Your assignment:
Copy each line below as it stands, but skip any picture it contains.

Supplied records:
"""

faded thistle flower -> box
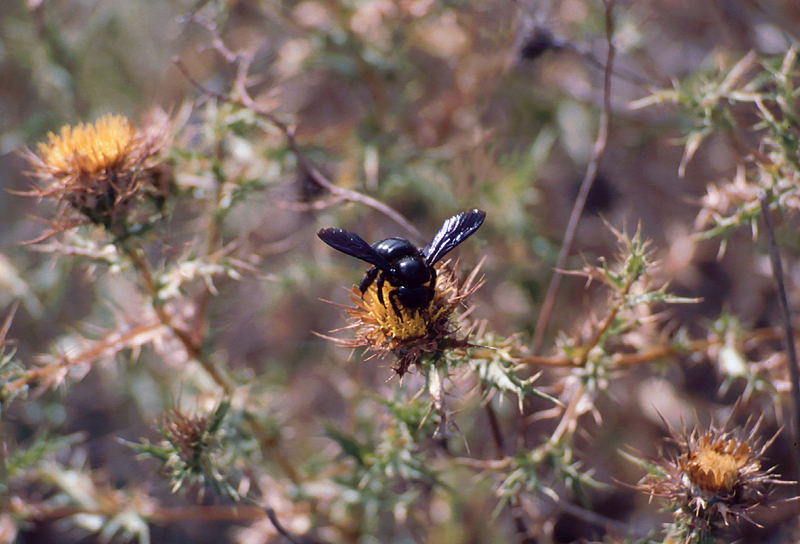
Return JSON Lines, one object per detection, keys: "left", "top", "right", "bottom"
{"left": 634, "top": 417, "right": 791, "bottom": 540}
{"left": 23, "top": 111, "right": 171, "bottom": 232}
{"left": 131, "top": 401, "right": 237, "bottom": 499}
{"left": 327, "top": 260, "right": 482, "bottom": 377}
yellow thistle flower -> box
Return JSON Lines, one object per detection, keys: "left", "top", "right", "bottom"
{"left": 36, "top": 114, "right": 136, "bottom": 177}
{"left": 23, "top": 111, "right": 171, "bottom": 232}
{"left": 360, "top": 275, "right": 453, "bottom": 341}
{"left": 634, "top": 416, "right": 792, "bottom": 538}
{"left": 323, "top": 260, "right": 482, "bottom": 377}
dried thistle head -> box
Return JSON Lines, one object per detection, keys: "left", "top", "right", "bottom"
{"left": 131, "top": 401, "right": 235, "bottom": 498}
{"left": 326, "top": 260, "right": 482, "bottom": 377}
{"left": 23, "top": 110, "right": 172, "bottom": 232}
{"left": 162, "top": 407, "right": 215, "bottom": 475}
{"left": 635, "top": 416, "right": 791, "bottom": 538}
{"left": 678, "top": 432, "right": 754, "bottom": 496}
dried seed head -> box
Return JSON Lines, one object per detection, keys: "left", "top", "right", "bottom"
{"left": 153, "top": 401, "right": 234, "bottom": 498}
{"left": 679, "top": 433, "right": 753, "bottom": 494}
{"left": 635, "top": 417, "right": 793, "bottom": 536}
{"left": 162, "top": 407, "right": 211, "bottom": 470}
{"left": 23, "top": 111, "right": 172, "bottom": 231}
{"left": 324, "top": 260, "right": 482, "bottom": 377}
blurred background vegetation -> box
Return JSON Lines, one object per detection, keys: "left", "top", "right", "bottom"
{"left": 3, "top": 0, "right": 800, "bottom": 542}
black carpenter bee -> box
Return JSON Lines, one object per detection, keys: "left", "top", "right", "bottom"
{"left": 318, "top": 209, "right": 486, "bottom": 316}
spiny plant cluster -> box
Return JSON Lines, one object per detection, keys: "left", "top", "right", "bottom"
{"left": 3, "top": 1, "right": 800, "bottom": 543}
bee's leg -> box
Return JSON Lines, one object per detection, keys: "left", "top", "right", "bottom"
{"left": 424, "top": 267, "right": 437, "bottom": 310}
{"left": 388, "top": 289, "right": 404, "bottom": 321}
{"left": 359, "top": 267, "right": 379, "bottom": 296}
{"left": 375, "top": 272, "right": 387, "bottom": 306}
{"left": 424, "top": 285, "right": 435, "bottom": 309}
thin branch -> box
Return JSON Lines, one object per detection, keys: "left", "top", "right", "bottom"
{"left": 485, "top": 399, "right": 506, "bottom": 458}
{"left": 172, "top": 48, "right": 424, "bottom": 243}
{"left": 537, "top": 490, "right": 645, "bottom": 540}
{"left": 122, "top": 244, "right": 233, "bottom": 393}
{"left": 578, "top": 271, "right": 634, "bottom": 367}
{"left": 4, "top": 320, "right": 165, "bottom": 396}
{"left": 264, "top": 505, "right": 303, "bottom": 544}
{"left": 549, "top": 382, "right": 585, "bottom": 445}
{"left": 15, "top": 488, "right": 325, "bottom": 542}
{"left": 483, "top": 393, "right": 535, "bottom": 542}
{"left": 531, "top": 0, "right": 616, "bottom": 354}
{"left": 191, "top": 133, "right": 229, "bottom": 355}
{"left": 759, "top": 193, "right": 800, "bottom": 482}
{"left": 0, "top": 302, "right": 18, "bottom": 346}
{"left": 452, "top": 456, "right": 513, "bottom": 470}
{"left": 561, "top": 41, "right": 650, "bottom": 89}
{"left": 122, "top": 242, "right": 301, "bottom": 485}
{"left": 16, "top": 504, "right": 266, "bottom": 523}
{"left": 517, "top": 324, "right": 789, "bottom": 368}
{"left": 513, "top": 353, "right": 575, "bottom": 366}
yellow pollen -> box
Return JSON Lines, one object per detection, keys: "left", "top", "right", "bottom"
{"left": 362, "top": 279, "right": 443, "bottom": 341}
{"left": 37, "top": 114, "right": 136, "bottom": 175}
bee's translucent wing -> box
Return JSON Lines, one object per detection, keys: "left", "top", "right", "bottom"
{"left": 423, "top": 209, "right": 486, "bottom": 265}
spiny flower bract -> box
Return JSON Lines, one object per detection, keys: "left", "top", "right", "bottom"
{"left": 634, "top": 416, "right": 792, "bottom": 540}
{"left": 130, "top": 401, "right": 237, "bottom": 500}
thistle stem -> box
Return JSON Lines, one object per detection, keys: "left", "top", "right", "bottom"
{"left": 121, "top": 242, "right": 301, "bottom": 485}
{"left": 531, "top": 0, "right": 616, "bottom": 354}
{"left": 759, "top": 194, "right": 800, "bottom": 483}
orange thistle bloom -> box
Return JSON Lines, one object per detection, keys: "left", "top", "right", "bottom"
{"left": 634, "top": 416, "right": 792, "bottom": 538}
{"left": 324, "top": 260, "right": 483, "bottom": 377}
{"left": 23, "top": 111, "right": 171, "bottom": 232}
{"left": 678, "top": 432, "right": 754, "bottom": 495}
{"left": 35, "top": 114, "right": 136, "bottom": 176}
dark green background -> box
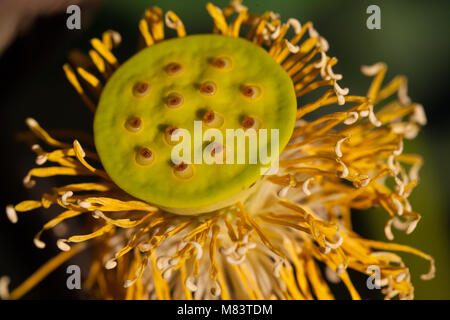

"""

Answer box:
faded thistle flower -> box
Return JSON Lines, one object per detection, keys: "left", "top", "right", "bottom"
{"left": 634, "top": 417, "right": 791, "bottom": 540}
{"left": 23, "top": 111, "right": 171, "bottom": 232}
{"left": 131, "top": 401, "right": 237, "bottom": 499}
{"left": 327, "top": 260, "right": 482, "bottom": 377}
yellow thistle flower -> box
Return JSON Lines, one object per detection, keys: "left", "top", "right", "bottom"
{"left": 36, "top": 114, "right": 136, "bottom": 177}
{"left": 23, "top": 111, "right": 171, "bottom": 232}
{"left": 360, "top": 275, "right": 453, "bottom": 341}
{"left": 634, "top": 416, "right": 792, "bottom": 538}
{"left": 323, "top": 260, "right": 482, "bottom": 377}
dried thistle head -> box
Return JSON Lines, one object per detection, keys: "left", "top", "right", "bottom"
{"left": 131, "top": 401, "right": 235, "bottom": 498}
{"left": 326, "top": 260, "right": 482, "bottom": 377}
{"left": 23, "top": 110, "right": 172, "bottom": 232}
{"left": 162, "top": 407, "right": 215, "bottom": 475}
{"left": 635, "top": 416, "right": 791, "bottom": 538}
{"left": 678, "top": 432, "right": 754, "bottom": 496}
dried seed head -> box
Return JSON Lines, one object per detection, keys: "left", "top", "right", "bottom"
{"left": 153, "top": 401, "right": 234, "bottom": 498}
{"left": 679, "top": 433, "right": 753, "bottom": 494}
{"left": 635, "top": 417, "right": 793, "bottom": 536}
{"left": 162, "top": 407, "right": 211, "bottom": 470}
{"left": 23, "top": 111, "right": 172, "bottom": 231}
{"left": 324, "top": 260, "right": 482, "bottom": 377}
blurred background vegetation -> box
Return JSON Lines, one object per detection, keys: "left", "top", "right", "bottom"
{"left": 3, "top": 0, "right": 800, "bottom": 542}
black carpenter bee -> box
Return JSON Lines, one object per detection, keys: "left", "top", "right", "bottom"
{"left": 318, "top": 209, "right": 486, "bottom": 316}
spiny plant cluster -> box
Return JSON Lines, one object per detection, keys: "left", "top", "right", "bottom"
{"left": 3, "top": 1, "right": 800, "bottom": 543}
bee's leg -> box
Return JSON Lines, one object per detection, keys: "left", "top", "right", "bottom"
{"left": 424, "top": 267, "right": 437, "bottom": 310}
{"left": 388, "top": 289, "right": 404, "bottom": 321}
{"left": 359, "top": 267, "right": 379, "bottom": 296}
{"left": 375, "top": 272, "right": 387, "bottom": 306}
{"left": 424, "top": 285, "right": 435, "bottom": 309}
thin branch -> box
Return JSON Lines, one object per detection, keys: "left", "top", "right", "bottom"
{"left": 485, "top": 399, "right": 506, "bottom": 458}
{"left": 172, "top": 48, "right": 424, "bottom": 243}
{"left": 537, "top": 490, "right": 645, "bottom": 540}
{"left": 122, "top": 244, "right": 233, "bottom": 393}
{"left": 578, "top": 271, "right": 634, "bottom": 367}
{"left": 4, "top": 320, "right": 165, "bottom": 396}
{"left": 264, "top": 505, "right": 303, "bottom": 544}
{"left": 549, "top": 382, "right": 585, "bottom": 445}
{"left": 15, "top": 488, "right": 325, "bottom": 542}
{"left": 483, "top": 393, "right": 535, "bottom": 542}
{"left": 531, "top": 0, "right": 616, "bottom": 354}
{"left": 191, "top": 133, "right": 229, "bottom": 355}
{"left": 759, "top": 193, "right": 800, "bottom": 482}
{"left": 0, "top": 302, "right": 18, "bottom": 346}
{"left": 452, "top": 456, "right": 513, "bottom": 470}
{"left": 561, "top": 41, "right": 650, "bottom": 89}
{"left": 122, "top": 242, "right": 301, "bottom": 485}
{"left": 16, "top": 504, "right": 266, "bottom": 523}
{"left": 517, "top": 324, "right": 789, "bottom": 368}
{"left": 513, "top": 353, "right": 575, "bottom": 366}
yellow pollen -> box
Return JSON Lines, one object per detection, keys: "left", "top", "right", "bottom"
{"left": 362, "top": 279, "right": 443, "bottom": 341}
{"left": 37, "top": 114, "right": 136, "bottom": 175}
bee's translucent wing -> box
Return JSON Lines, one object per detection, keys: "left", "top", "right", "bottom"
{"left": 423, "top": 209, "right": 486, "bottom": 265}
spiny flower bract -> box
Return JSON Lines, one object per detection, keys: "left", "top", "right", "bottom"
{"left": 634, "top": 416, "right": 792, "bottom": 540}
{"left": 130, "top": 401, "right": 237, "bottom": 500}
thistle stem -> box
Return JSON Lines, one object per detection, keys: "left", "top", "right", "bottom"
{"left": 121, "top": 242, "right": 301, "bottom": 485}
{"left": 531, "top": 0, "right": 616, "bottom": 354}
{"left": 759, "top": 194, "right": 800, "bottom": 483}
orange thistle bloom -> box
Return JSON Lines, one object per detection, keys: "left", "top", "right", "bottom"
{"left": 634, "top": 416, "right": 792, "bottom": 538}
{"left": 324, "top": 260, "right": 483, "bottom": 377}
{"left": 23, "top": 111, "right": 171, "bottom": 232}
{"left": 678, "top": 432, "right": 754, "bottom": 495}
{"left": 35, "top": 114, "right": 136, "bottom": 176}
dark green background -> box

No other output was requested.